[begin INPUT]

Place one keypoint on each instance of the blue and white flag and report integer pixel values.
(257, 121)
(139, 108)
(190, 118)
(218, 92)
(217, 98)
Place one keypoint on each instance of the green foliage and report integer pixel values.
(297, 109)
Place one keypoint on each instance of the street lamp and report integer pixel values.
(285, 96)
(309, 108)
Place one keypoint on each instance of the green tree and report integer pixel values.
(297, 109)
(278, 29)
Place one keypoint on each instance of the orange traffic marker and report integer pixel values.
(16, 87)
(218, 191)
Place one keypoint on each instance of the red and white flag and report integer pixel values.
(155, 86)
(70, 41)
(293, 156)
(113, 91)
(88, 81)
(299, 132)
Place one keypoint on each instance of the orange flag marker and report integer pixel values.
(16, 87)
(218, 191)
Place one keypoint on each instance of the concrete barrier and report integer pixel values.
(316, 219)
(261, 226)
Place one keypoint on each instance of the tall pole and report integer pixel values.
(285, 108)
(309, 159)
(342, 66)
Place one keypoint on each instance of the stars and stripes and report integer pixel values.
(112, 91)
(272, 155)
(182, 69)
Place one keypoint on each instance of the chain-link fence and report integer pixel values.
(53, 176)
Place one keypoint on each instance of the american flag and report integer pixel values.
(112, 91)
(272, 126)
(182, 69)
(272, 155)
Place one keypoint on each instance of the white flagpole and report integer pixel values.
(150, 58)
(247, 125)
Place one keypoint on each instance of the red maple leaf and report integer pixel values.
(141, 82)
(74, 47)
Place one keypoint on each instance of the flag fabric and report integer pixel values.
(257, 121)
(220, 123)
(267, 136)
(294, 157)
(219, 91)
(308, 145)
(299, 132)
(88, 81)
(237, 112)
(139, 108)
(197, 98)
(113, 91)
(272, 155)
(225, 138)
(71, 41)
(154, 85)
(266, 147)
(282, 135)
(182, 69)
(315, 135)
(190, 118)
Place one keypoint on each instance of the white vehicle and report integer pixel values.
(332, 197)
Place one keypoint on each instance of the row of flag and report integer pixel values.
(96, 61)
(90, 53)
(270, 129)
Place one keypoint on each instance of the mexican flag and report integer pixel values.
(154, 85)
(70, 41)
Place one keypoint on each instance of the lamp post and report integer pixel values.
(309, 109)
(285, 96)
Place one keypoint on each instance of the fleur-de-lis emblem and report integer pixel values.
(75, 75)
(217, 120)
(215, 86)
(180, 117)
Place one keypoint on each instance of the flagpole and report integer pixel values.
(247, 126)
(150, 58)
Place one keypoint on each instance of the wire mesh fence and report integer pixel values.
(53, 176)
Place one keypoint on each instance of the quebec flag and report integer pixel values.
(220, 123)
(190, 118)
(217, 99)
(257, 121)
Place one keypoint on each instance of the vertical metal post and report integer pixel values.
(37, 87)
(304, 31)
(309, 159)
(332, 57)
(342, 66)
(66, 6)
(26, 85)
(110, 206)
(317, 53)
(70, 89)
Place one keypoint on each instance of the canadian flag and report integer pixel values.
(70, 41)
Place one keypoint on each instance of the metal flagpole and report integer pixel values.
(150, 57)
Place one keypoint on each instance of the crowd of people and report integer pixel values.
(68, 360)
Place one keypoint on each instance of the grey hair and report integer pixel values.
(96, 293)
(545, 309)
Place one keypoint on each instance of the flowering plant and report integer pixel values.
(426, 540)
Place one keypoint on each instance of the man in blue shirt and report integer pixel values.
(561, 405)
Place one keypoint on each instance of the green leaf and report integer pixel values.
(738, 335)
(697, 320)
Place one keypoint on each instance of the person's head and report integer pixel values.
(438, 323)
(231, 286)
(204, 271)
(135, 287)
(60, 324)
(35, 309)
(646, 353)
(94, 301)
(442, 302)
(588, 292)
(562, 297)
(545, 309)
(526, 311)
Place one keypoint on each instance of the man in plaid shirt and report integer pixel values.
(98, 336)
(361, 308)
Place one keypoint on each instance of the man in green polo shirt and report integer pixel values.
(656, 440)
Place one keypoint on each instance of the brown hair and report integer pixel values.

[end INPUT]

Reproduce every one of the records above, line for line, with nothing changed.

WRITTEN ANSWER >>
Place one keypoint on each instance of the blue and white flag and report integer pixel values.
(257, 121)
(139, 108)
(190, 118)
(218, 92)
(217, 98)
Place one keypoint on each instance of the green foliage and report integer pixel values.
(297, 109)
Place one keypoint on each instance of the street lamp and report integer pixel values.
(285, 96)
(309, 108)
Place one keypoint on each instance of the green tree and report integer pixel values.
(297, 109)
(278, 29)
Place one keypoint on each instance of the orange traffic marker and report integer pixel values.
(16, 87)
(218, 191)
Place one keypoint on each instance of the red and white flag and report integer pixel values.
(155, 86)
(70, 41)
(293, 156)
(113, 91)
(88, 81)
(299, 132)
Place one keypoint on each instance of the orange flag marker and report integer pixel values.
(16, 87)
(218, 191)
Place one keypoint on each instance of the concrete barrier and report integer pixel values.
(316, 219)
(261, 226)
Place one keypoint on each instance of the tall pole and report integer pixel values.
(285, 108)
(309, 159)
(342, 66)
Place one keypoint on each instance of the stars and stripes and report integer pixel values.
(112, 91)
(272, 155)
(182, 69)
Place one keypoint on each instance of the chain-link fence and report integer pixel values.
(53, 176)
Place one keypoint on each instance of the american flag and report integer pixel values.
(112, 91)
(272, 126)
(182, 69)
(272, 155)
Place one keypoint on each instance of the white flagpole and report integer pixel values.
(150, 58)
(247, 125)
Place one keypoint on each instance of the red maple leaf and report integer pixel values.
(141, 82)
(74, 47)
Place one keypoint on each instance of the flag fabric and report integer pixel values.
(257, 121)
(220, 123)
(267, 136)
(294, 157)
(219, 91)
(308, 145)
(299, 132)
(88, 81)
(237, 112)
(139, 108)
(197, 98)
(113, 91)
(272, 155)
(225, 138)
(71, 41)
(154, 85)
(266, 147)
(282, 135)
(182, 69)
(315, 135)
(190, 118)
Place one keypoint on each instance of the white vehicle and report integer pixel values.
(332, 197)
Place one keypoint on each instance of the row of flag and report integer pixel values.
(96, 61)
(90, 53)
(270, 129)
Place one keypoint on each instance of the mexican flag and report integer pixel values.
(154, 85)
(70, 41)
Place one keypoint on each instance of the lamp post and report integer pixel values.
(309, 109)
(285, 96)
Place one keypoint on each instance of the fleur-de-lis emblem and report integer pixel values.
(75, 75)
(217, 120)
(215, 86)
(180, 117)
Place one keypoint on each instance of the flagpole and report integer pixel values.
(247, 126)
(150, 58)
Place one keypoint on each instance of the wire mesh fence and report integer pixel values.
(53, 176)
Place one keypoint on each instance of the quebec flag and report integer pixel values.
(220, 123)
(190, 118)
(217, 99)
(257, 121)
Place one keypoint on each instance of the vertical metal post and report integer pixel values.
(37, 87)
(304, 31)
(309, 159)
(332, 57)
(342, 66)
(66, 6)
(26, 85)
(110, 206)
(317, 53)
(70, 89)
Place one keypoint on each instance of the canadian flag and report integer pixel values.
(70, 41)
Place one keypoint on each instance of the metal flagpole and report integer pixel values.
(150, 57)
Place one keypoint on each instance of the crowd of people and report integer pixel values.
(68, 360)
Place one keypoint on each instance of the grey hair and report integer pixel values.
(96, 293)
(545, 309)
Place one keypoint on each instance of the flowering plant and report integer pixel values.
(426, 540)
Place one keypoint on each instance of the man in blue shirt and report integer pixel values.
(561, 405)
Place one keypoint on each instance of the green leaf and report integer pixel values.
(738, 335)
(697, 320)
Place one keypoint on each instance of the person's head and report integer pixel values.
(438, 323)
(231, 286)
(204, 271)
(135, 287)
(60, 324)
(35, 309)
(646, 353)
(94, 301)
(442, 302)
(588, 292)
(562, 297)
(545, 309)
(526, 311)
Place one keypoint on each instance of the man in plaid shirt and report integer pixel values.
(98, 336)
(361, 308)
Place one keypoint on each instance of the man in green polo shirt and report integer pixel values.
(656, 440)
Place one keypoint on each instance of the brown hair and report integer pixel values.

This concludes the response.